■ WHAT TO WORK ON:
Every line of the material below needs to be copied exactly; omit the pictures.

******************************

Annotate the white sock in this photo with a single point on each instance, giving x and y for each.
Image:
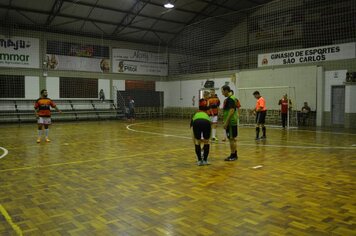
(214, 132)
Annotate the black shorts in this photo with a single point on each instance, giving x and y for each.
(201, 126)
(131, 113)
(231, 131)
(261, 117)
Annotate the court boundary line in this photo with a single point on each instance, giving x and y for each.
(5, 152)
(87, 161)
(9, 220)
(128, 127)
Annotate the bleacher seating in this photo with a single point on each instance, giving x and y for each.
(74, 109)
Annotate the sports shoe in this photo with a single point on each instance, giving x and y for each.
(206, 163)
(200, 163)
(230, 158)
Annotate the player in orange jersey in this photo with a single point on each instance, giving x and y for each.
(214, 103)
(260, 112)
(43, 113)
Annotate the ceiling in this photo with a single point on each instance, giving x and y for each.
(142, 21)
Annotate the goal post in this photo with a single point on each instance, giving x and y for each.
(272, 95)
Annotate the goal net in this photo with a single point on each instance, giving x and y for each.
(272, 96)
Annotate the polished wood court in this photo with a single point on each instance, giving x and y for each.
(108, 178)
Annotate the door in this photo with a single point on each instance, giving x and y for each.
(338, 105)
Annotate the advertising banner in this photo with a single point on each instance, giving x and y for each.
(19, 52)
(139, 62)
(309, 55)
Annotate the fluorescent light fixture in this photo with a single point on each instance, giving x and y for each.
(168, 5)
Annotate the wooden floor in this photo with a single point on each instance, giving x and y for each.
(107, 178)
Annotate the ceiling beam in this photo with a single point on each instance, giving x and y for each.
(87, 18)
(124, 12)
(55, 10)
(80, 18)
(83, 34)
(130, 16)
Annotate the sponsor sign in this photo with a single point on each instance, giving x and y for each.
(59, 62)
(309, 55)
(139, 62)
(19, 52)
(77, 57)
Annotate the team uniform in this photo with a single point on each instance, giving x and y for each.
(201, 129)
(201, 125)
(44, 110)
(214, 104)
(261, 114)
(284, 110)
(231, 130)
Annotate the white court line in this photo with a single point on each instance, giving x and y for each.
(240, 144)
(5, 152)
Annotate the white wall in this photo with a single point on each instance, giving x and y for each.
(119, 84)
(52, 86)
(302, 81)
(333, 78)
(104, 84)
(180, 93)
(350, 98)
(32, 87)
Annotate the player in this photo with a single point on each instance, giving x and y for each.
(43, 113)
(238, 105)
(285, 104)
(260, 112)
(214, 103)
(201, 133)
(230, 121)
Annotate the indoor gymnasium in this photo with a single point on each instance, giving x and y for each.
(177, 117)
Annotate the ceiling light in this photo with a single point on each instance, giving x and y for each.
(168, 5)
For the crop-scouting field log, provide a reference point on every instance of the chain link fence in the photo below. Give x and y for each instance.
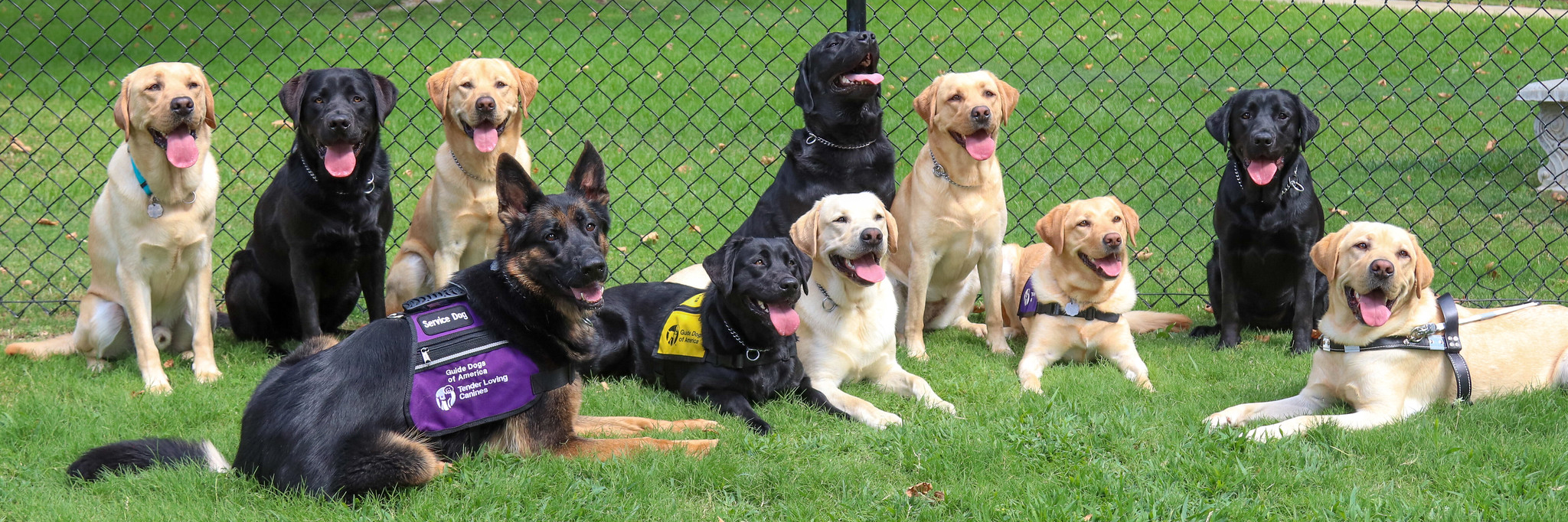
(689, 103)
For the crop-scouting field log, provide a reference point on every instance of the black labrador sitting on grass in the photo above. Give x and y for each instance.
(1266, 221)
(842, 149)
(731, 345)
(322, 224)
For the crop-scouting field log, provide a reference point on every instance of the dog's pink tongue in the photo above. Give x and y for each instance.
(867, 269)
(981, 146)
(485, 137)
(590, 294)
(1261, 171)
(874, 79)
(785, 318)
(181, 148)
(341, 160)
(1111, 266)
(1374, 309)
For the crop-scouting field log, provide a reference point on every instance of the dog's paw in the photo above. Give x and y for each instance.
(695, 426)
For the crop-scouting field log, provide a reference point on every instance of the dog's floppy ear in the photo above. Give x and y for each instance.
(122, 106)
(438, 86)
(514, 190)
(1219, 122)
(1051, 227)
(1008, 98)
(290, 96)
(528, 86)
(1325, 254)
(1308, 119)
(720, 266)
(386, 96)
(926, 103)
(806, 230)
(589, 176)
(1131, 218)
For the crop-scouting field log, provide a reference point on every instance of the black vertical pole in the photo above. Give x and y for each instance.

******************************

■ EXERCISE RESPONSE:
Annotate the white sock in this photo with a single point on each instance, giving x and y for each.
Image:
(214, 132)
Annotate the black shorts in this photo with a single point on each instance, giving x and y for each.
(201, 126)
(131, 113)
(231, 131)
(261, 117)
Annotate the court boundary line in this photo with a single point on each instance, giving x and y for each.
(5, 152)
(87, 161)
(9, 220)
(128, 127)
Annotate the bleacher seating in this photo with a single point on each instance, giving x and y for each.
(74, 109)
Annotate the sports shoe in this photo with a single point on each instance, giving x and y for each.
(206, 163)
(200, 163)
(230, 158)
Annotate the player in orange jersey in this photo with a single point on each instance, giving x and y for each.
(214, 103)
(260, 112)
(43, 113)
Annotate the ceiling in this photo with a single point on each instance, giving x and y for each.
(142, 21)
Annotate the goal post in this photo with a single point on each instance, giving x and y for each.
(272, 95)
Annotate the goal net in this photo with a single point on each instance, giving x and y for each.
(272, 96)
Annotate the polished wood court in this photo with a single point on each instance, giving x and y for each.
(108, 178)
Annotate the door in this photo with a single point on each instance, giving x and y for each.
(338, 105)
Annotate the advertising banner in this photo with a single point on each instance, giving x and y for each.
(19, 52)
(139, 62)
(309, 55)
Annotate the fluorescent light fixture in this photo with a single point on each instance, giving x and y for each.
(168, 5)
Annotate the wooden floor in this photo with a single point on each instance, giving x and y for each.
(107, 178)
Annotate the ceiling beam in this photo with a single point on each instance, giving x and y for each.
(87, 18)
(124, 12)
(55, 10)
(80, 18)
(83, 34)
(130, 16)
Annotate the sponsor sign in this photo with a single point on each instance, giving x and y for each.
(59, 62)
(309, 55)
(139, 62)
(19, 52)
(77, 57)
Annotate the team uniform in this photo with a single point on each instance, giving x and y for each.
(201, 129)
(201, 125)
(44, 110)
(214, 104)
(261, 114)
(284, 110)
(231, 130)
Annotate the white court line in this photo with a single point on each instance, giving x and y for each.
(240, 144)
(5, 152)
Annotate the white wall in this photo with a single point on each instance, giving x and y for each.
(119, 84)
(52, 86)
(302, 81)
(333, 78)
(104, 84)
(180, 93)
(350, 98)
(32, 87)
Annotate the player in this photo with a single point on each instance, giving x and y for each.
(43, 113)
(238, 105)
(285, 104)
(260, 112)
(214, 103)
(201, 133)
(230, 121)
Annotate the indoor gymnasium in this photo with a single point on each instance, giving x and y for each.
(177, 117)
Annotate the ceiling light in this photo with a single point on each instance, giving x and y for each.
(168, 5)
For the crop-scouting field log, provide a reference point on every instance of the chain link fence in the photo below. Give x and y for each instance.
(689, 103)
For the crop-scouting field log, provide a reference point on every instance of the black labrador sitting on grass in the photo above. Give x and y for each instance.
(1266, 221)
(842, 149)
(731, 345)
(322, 224)
For the crop-scouting field log, provide a reference point on every instance of the dog's pink tongue in the photo above. Give x and y for each instance.
(867, 269)
(981, 146)
(485, 137)
(590, 294)
(1261, 171)
(874, 79)
(785, 318)
(181, 148)
(341, 160)
(1111, 266)
(1374, 309)
For the crop-scouting field log, provide a reference point on every instance of the dog's paw in the photo above. Give x and y for each instance.
(695, 426)
For the crop-scouting field log, provide a reference point on every instance of the dog's floppy ear in the photo above. Give x and y for each instance.
(122, 106)
(438, 86)
(514, 190)
(1219, 122)
(1051, 227)
(1008, 98)
(290, 96)
(528, 86)
(1325, 254)
(1308, 119)
(720, 266)
(386, 96)
(926, 103)
(806, 230)
(589, 176)
(1131, 218)
For the crop-scouting field log, provide a reference point on every instance of the black vertical pole in the photo above. Give x and y for each instance.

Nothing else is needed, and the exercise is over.